ASSIGNMENT
From the top of the records below, return each line exactly, ending with the line that contains "x=308, y=14".

Records excerpted from a collection

Segment Open

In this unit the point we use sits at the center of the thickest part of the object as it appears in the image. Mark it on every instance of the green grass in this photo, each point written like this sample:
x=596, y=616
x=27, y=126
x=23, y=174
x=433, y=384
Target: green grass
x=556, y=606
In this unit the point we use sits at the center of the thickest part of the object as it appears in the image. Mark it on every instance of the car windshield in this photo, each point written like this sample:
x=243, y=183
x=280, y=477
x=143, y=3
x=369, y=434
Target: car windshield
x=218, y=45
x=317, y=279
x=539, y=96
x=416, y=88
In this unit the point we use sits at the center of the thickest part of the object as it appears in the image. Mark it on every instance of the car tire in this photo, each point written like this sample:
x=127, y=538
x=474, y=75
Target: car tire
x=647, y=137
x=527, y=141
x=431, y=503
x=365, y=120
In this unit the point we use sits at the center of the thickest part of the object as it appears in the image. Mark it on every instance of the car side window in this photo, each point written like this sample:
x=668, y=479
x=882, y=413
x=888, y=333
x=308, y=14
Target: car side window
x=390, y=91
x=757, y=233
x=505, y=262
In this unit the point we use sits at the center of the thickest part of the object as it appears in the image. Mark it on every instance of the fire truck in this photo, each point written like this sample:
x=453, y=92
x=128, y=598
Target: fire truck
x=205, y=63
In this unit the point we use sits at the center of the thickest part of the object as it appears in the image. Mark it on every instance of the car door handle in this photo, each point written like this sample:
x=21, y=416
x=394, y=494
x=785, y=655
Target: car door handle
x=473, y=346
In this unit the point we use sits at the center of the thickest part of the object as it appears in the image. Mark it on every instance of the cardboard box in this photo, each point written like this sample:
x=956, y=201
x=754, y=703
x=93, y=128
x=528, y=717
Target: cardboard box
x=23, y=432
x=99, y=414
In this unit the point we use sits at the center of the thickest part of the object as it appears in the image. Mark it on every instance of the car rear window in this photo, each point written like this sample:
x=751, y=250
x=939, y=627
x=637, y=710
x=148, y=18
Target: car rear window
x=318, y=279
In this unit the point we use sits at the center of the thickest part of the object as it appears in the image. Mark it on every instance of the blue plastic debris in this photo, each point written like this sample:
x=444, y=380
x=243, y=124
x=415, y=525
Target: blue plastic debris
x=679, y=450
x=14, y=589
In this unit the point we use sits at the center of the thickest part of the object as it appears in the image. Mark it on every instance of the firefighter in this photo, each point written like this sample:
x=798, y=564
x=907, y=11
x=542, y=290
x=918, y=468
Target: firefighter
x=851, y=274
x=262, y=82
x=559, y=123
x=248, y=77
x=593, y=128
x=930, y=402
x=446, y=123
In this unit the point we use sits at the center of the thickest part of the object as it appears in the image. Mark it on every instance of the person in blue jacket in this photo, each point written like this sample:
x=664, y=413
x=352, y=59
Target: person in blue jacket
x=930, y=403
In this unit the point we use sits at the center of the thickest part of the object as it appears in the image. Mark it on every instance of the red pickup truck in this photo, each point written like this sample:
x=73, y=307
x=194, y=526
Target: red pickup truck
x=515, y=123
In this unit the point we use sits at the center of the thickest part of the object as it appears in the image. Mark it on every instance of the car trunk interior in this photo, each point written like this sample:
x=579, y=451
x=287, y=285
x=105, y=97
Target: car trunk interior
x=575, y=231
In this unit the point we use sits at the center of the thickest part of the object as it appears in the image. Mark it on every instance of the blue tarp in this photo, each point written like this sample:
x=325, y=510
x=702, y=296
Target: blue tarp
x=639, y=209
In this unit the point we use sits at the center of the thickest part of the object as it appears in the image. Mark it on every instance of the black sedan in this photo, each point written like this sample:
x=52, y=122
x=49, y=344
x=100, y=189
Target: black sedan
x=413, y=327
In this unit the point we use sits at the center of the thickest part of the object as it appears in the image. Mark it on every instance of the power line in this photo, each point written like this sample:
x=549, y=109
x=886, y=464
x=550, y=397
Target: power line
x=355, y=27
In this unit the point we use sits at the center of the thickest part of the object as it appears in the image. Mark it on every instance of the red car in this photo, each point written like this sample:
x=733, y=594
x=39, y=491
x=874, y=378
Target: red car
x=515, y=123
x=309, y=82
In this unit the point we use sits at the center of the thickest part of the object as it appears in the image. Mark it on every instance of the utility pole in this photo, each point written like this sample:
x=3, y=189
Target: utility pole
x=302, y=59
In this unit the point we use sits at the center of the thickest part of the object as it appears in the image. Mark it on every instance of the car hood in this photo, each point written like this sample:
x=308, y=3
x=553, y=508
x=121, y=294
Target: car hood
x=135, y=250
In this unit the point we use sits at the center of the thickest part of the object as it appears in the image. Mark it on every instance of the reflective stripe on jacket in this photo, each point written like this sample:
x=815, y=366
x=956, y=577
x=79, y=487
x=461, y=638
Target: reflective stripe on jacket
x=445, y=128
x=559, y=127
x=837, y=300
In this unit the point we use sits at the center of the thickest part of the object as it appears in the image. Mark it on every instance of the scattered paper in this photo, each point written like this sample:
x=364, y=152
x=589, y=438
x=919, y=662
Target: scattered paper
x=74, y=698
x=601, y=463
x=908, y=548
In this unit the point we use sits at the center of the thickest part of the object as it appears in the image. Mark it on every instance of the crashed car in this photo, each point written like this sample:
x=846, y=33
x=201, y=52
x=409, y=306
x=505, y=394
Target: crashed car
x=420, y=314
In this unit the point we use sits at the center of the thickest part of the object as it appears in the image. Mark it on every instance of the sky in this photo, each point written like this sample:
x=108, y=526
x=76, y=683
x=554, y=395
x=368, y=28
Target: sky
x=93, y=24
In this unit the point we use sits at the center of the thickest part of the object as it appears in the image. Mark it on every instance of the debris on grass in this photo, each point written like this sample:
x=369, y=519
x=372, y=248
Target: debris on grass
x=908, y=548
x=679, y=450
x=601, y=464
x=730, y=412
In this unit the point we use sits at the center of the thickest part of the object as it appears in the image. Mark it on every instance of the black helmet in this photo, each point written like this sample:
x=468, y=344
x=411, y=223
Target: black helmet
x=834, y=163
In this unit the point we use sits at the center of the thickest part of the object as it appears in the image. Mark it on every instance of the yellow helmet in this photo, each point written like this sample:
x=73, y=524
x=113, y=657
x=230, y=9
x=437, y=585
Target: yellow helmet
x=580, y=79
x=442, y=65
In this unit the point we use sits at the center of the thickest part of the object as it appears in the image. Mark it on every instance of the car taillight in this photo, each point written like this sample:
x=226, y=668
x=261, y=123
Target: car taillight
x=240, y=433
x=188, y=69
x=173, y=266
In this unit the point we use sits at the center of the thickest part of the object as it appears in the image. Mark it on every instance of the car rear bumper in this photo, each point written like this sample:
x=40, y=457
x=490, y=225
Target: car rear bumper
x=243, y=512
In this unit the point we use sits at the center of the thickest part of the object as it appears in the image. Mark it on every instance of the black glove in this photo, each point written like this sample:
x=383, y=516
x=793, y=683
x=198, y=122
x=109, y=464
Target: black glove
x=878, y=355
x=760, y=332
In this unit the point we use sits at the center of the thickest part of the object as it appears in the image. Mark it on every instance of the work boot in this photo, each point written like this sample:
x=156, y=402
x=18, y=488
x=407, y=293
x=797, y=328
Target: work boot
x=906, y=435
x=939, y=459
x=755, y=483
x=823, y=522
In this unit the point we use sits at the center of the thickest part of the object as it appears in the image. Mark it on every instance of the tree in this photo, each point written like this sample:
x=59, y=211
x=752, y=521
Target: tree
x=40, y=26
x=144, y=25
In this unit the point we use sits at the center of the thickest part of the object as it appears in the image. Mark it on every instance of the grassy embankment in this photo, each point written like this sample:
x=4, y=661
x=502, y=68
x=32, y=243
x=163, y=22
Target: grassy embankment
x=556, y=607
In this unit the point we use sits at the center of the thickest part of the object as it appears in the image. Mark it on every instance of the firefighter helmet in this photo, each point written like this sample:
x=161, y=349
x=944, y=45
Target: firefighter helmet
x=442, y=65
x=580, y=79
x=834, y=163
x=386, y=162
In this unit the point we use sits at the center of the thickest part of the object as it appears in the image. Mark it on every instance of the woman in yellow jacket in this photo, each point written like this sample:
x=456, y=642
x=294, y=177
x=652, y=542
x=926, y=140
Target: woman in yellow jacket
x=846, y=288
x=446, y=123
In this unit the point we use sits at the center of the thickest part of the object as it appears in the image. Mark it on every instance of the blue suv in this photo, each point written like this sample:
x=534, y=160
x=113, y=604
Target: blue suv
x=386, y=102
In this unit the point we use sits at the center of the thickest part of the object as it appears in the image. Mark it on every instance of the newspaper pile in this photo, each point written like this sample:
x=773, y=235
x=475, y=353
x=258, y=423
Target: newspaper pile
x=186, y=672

Segment Closed

SOLUTION TO THE EXERCISE
In this unit the point we use sits at the center of the thickest part of the object as it appears in the image. Mark it on every instance of the green grass in this photo, each point written like this sample:
x=596, y=616
x=27, y=126
x=23, y=174
x=433, y=384
Target: green grass
x=556, y=606
In this unit the point we use sits at the center of the thickest part of the object as it appears in the image. Mark it on every instance of the car windshield in this photo, each point written like this sample:
x=243, y=183
x=280, y=477
x=143, y=3
x=369, y=434
Target: car windshield
x=218, y=45
x=317, y=279
x=539, y=96
x=416, y=88
In this unit the point we use sits at the center of the thickest part of the object as it appears in the image. Mark it on every instance of the car tire in this photo, each point written like this sample:
x=127, y=538
x=474, y=75
Target: car tire
x=647, y=137
x=527, y=141
x=431, y=503
x=365, y=120
In this unit the point we use sits at the center of the thickest part of the object as it appears in the image. Mark it on every instance of the car side window in this photo, each point written like this sample:
x=668, y=479
x=882, y=413
x=888, y=333
x=308, y=14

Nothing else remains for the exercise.